┌────────

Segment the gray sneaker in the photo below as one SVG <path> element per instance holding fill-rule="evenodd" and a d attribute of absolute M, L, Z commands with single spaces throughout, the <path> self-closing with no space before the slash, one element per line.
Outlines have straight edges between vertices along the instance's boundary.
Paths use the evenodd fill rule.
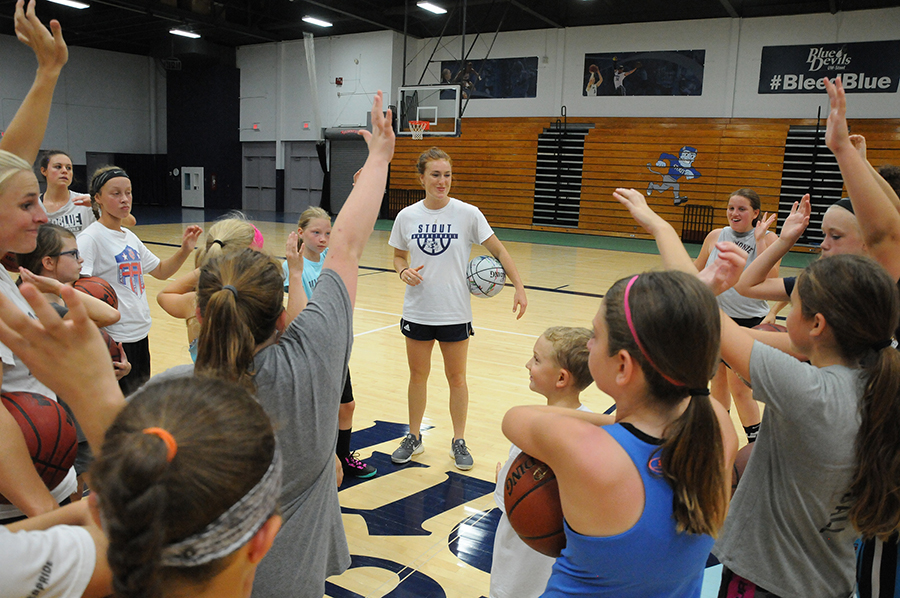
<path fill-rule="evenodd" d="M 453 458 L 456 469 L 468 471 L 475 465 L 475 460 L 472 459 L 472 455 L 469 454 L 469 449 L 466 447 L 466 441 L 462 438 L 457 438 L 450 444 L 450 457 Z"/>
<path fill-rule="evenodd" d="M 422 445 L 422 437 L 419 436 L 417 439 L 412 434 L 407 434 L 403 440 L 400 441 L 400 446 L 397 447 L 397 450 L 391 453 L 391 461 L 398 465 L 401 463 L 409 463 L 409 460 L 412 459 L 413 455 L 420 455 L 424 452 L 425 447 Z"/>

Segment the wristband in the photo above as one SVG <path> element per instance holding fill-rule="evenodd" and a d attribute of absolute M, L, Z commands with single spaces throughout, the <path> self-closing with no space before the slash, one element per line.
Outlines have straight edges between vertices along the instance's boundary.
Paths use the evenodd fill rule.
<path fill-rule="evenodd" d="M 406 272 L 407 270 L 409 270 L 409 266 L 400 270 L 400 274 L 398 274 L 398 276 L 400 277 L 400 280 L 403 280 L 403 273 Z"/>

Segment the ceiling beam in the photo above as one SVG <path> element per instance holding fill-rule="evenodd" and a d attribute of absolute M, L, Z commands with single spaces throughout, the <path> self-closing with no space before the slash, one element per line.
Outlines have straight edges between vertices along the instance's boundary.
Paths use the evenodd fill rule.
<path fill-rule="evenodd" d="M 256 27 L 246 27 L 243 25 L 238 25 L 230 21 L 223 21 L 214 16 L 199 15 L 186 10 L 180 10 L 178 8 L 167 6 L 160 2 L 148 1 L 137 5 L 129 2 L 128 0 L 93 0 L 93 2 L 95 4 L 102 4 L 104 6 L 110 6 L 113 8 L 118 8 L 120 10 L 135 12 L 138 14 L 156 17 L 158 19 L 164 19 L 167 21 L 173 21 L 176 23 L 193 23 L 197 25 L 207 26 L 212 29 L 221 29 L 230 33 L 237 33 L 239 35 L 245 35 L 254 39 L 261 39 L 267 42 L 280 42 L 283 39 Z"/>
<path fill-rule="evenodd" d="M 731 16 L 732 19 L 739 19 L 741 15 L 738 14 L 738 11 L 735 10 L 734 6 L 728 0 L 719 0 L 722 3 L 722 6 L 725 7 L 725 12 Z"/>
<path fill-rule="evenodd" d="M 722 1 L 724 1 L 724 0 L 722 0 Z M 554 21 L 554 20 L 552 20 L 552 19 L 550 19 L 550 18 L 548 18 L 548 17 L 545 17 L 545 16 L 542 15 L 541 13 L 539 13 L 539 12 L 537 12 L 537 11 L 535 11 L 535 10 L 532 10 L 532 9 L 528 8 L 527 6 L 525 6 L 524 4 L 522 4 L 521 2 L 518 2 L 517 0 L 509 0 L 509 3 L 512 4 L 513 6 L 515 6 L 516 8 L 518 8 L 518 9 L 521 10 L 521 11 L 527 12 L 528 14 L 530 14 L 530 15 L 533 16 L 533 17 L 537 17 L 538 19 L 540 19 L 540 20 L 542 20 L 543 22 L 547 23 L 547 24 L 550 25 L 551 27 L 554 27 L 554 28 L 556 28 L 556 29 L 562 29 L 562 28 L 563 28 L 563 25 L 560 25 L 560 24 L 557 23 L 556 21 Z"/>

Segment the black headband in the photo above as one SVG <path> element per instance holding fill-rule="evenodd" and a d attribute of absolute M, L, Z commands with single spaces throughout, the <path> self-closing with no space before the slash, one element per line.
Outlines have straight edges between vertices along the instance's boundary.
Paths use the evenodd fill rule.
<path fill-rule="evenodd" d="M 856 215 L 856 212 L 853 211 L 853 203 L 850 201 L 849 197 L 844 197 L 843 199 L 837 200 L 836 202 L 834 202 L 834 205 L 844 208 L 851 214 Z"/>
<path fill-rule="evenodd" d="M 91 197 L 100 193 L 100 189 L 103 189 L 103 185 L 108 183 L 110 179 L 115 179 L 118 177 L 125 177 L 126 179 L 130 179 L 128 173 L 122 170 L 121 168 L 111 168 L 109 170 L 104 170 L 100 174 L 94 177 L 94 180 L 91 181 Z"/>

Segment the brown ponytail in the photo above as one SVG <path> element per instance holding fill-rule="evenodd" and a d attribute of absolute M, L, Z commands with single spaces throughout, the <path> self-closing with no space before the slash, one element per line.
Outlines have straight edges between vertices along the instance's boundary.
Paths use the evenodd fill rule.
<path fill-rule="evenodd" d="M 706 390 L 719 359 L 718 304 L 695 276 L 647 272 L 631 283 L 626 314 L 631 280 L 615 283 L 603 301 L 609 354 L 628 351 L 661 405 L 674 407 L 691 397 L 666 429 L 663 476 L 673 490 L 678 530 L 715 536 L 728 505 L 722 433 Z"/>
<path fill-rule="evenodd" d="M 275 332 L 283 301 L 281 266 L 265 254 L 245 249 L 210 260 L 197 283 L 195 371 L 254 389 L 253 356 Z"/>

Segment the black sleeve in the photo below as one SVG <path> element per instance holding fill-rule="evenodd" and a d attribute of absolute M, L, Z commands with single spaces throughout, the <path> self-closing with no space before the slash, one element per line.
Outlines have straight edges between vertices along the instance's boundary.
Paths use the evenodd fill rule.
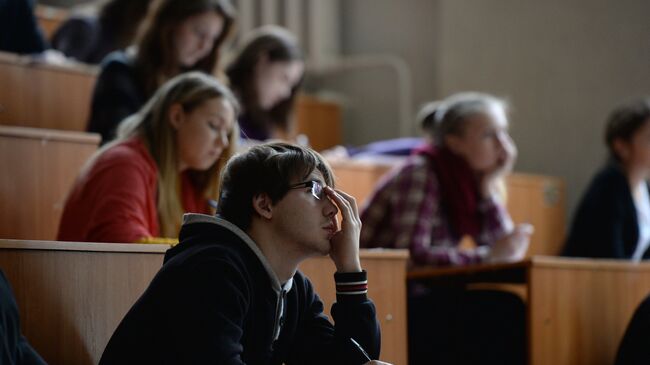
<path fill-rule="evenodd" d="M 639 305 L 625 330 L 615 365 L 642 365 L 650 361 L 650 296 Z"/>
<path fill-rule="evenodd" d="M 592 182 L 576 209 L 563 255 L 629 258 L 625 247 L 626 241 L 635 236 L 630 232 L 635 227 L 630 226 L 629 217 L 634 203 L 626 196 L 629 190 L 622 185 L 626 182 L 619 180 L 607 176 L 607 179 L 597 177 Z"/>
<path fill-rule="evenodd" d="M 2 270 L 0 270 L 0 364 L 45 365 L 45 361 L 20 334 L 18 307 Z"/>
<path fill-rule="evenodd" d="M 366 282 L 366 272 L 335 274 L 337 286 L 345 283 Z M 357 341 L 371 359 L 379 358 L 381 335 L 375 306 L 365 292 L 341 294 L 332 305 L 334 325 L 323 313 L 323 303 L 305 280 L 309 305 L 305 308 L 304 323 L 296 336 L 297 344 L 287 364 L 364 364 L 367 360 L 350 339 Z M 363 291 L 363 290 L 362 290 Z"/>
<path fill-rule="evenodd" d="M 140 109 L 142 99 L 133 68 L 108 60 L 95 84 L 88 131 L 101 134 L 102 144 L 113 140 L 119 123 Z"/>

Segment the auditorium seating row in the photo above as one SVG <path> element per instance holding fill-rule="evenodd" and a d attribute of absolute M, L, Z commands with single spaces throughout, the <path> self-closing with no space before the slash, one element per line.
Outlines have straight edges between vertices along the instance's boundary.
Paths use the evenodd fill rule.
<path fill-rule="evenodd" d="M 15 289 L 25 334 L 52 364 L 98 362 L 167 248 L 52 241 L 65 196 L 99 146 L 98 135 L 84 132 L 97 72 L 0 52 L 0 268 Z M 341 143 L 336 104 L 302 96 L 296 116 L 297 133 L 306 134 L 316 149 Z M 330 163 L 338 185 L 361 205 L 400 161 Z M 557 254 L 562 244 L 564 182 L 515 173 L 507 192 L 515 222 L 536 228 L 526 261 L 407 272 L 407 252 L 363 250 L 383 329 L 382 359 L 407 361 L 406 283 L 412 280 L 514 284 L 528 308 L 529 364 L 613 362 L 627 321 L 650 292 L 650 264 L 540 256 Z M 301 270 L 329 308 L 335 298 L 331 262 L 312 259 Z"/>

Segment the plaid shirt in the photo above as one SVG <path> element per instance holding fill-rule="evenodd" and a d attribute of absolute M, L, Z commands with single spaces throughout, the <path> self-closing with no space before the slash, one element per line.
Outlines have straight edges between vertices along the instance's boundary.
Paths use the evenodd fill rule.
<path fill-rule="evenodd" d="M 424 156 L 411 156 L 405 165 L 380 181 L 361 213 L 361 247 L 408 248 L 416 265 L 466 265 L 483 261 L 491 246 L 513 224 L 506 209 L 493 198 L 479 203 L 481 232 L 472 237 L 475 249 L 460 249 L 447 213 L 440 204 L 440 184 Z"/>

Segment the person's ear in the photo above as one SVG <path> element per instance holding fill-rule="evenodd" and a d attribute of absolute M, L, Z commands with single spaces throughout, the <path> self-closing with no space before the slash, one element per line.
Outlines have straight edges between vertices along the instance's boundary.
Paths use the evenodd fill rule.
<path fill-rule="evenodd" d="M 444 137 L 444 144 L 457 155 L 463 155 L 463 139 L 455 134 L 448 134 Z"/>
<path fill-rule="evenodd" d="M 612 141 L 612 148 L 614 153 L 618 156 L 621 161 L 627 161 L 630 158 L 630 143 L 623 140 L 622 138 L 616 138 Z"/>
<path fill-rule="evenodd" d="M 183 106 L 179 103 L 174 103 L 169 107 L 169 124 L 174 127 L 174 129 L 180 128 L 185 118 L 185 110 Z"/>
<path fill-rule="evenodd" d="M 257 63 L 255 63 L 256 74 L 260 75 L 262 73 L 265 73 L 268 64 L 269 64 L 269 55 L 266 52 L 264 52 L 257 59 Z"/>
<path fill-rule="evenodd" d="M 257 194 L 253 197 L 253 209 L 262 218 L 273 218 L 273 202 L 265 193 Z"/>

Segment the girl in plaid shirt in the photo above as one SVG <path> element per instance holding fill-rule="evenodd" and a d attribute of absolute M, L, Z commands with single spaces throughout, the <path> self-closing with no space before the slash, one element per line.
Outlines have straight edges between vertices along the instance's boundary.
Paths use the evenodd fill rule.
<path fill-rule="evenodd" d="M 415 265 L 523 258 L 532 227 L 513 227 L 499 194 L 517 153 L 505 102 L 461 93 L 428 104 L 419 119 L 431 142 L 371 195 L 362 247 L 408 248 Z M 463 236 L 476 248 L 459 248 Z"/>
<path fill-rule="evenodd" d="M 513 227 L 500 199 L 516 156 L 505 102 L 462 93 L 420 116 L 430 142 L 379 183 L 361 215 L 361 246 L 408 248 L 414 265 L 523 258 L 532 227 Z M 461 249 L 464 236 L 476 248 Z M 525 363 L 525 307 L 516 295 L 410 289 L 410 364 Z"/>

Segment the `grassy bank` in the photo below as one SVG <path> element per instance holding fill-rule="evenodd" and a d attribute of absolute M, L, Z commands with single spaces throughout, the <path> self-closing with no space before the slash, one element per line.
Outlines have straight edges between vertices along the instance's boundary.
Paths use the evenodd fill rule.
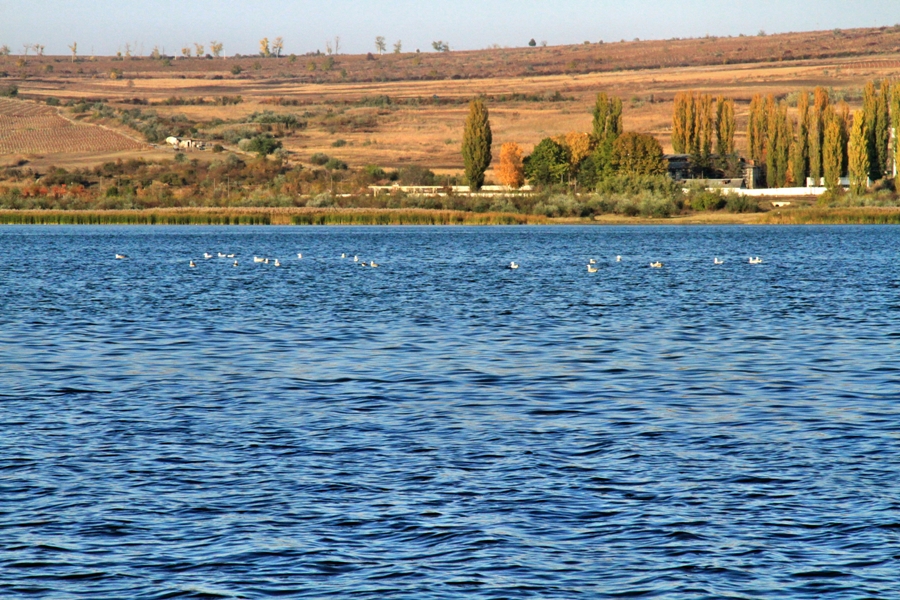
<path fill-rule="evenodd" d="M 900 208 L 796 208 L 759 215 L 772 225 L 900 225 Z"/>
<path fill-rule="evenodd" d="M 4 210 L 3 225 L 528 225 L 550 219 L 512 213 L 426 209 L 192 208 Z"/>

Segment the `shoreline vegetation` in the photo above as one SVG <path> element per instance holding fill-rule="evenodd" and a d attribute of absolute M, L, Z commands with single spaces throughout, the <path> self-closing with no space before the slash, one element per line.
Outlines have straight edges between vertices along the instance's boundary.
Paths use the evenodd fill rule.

└────────

Assignment: List every line from the entries above in which "black" appears.

Solution for this problem:
Segment the black headband in the photo above as one SVG <path> element per instance holding fill-rule="evenodd" and a d attribute of absolute M, L, Z commands with single spaces throughout, the <path> self-closing with no space before the slash, one element per line.
Segment the black sleeve in the photo below as one SVG <path> element per instance holding fill-rule="evenodd" and a d attribute of absolute M, L, Z commands with single spaces throughout, the <path> self-closing with no space before the slash, one element per line.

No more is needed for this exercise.